#### EXCERPTED TEXT
This is troubling news to me. In our market (Columbus, Ohio) they are the only significant retail outlet left, apart from some small indie stores with limited selections (none near us), grocery stores marketing the bestsellers, and a healthy segment of second hand stores. We’ve often been helped by book and media sellers when we have visited their stores. Sometimes that in-person assistance is far easier than searching around online when you have an idea of what you want but don’t have a particular title you are looking for.

For so many, this is just a market and convenience driven thing. Amazon is so easy to order from when you have a good idea of what you are looking for. E-books are incredibly easy to download and nobody beats Amazon’s selection, although I’m told by many that the Nook is actually a better reading device and doesn’t confine people to the proprietary format Amazon uses. Sadly, many thought Sony’s Betamax a better video format as well.

I suspect we are at a cultural tipping point. Patterson is helping indie operators attempt to innovate to stay in business. I actually wonder if some of these will survive longer than B & N, because they will figure out how to market to, attract, and serve a loyal clientele who still enjoy hanging around physical bookstores and value the service of booksellers and will pay for that privilege. I wonder if B & N needs to take a hard look at which stores in their operation are achieving this same kind of customer loyalty and both learn from them and figure out what the demographics are that make this work.

Records of segmentation annotation:

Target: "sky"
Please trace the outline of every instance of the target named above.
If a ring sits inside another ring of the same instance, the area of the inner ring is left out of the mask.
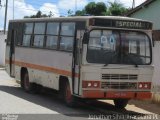
[[[13,2],[14,1],[14,2]],[[22,19],[24,16],[36,14],[38,10],[43,14],[52,12],[53,17],[67,16],[67,11],[70,9],[81,10],[89,2],[120,2],[125,7],[132,7],[133,0],[8,0],[8,20]],[[140,5],[145,0],[135,0],[135,6]],[[0,30],[4,27],[5,3],[6,0],[1,0],[0,6]],[[13,7],[14,6],[14,7]]]

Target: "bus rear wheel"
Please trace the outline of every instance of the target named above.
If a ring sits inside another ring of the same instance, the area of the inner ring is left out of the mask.
[[[71,93],[69,82],[66,82],[64,86],[64,101],[69,107],[75,107],[76,105],[75,98]]]
[[[128,104],[128,99],[115,99],[114,105],[116,108],[124,109]]]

#### TASK LIST
a) Return everything in the bookstore passage from "I suspect we" down to "make this work.".
b) Supply the next part of the bookstore passage, picking up after its final sentence.

#### RESPONSES TO THE TASKS
a)
I suspect we are at a cultural tipping point. Patterson is helping indie operators attempt to innovate to stay in business. I actually wonder if some of these will survive longer than B & N, because they will figure out how to market to, attract, and serve a loyal clientele who still enjoy hanging around physical bookstores and value the service of booksellers and will pay for that privilege. I wonder if B & N needs to take a hard look at which stores in their operation are achieving this same kind of customer loyalty and both learn from them and figure out what the demographics are that make this work.

b)
What troubles me is what will Amazon become if they face no serious competition? What I wonder sometimes is if one of the other new media giants like Google or Apple (I’m not convinced Microsoft is nimble enough) might join forces with Barnes and Noble. Apple has actually figured out how to use brick and mortar outlets to sell its products. It scares me at the same time to write this for fear of whether they might preserve physical book stores, but in some very new iteration alien to many of us.

What I wonder above all is that in turning so much of our commerce over to the virtual world, will we lose the physical spaces that add a richness to life and exchange them for our personal caves with our electronic devices that connect us to this brave new world?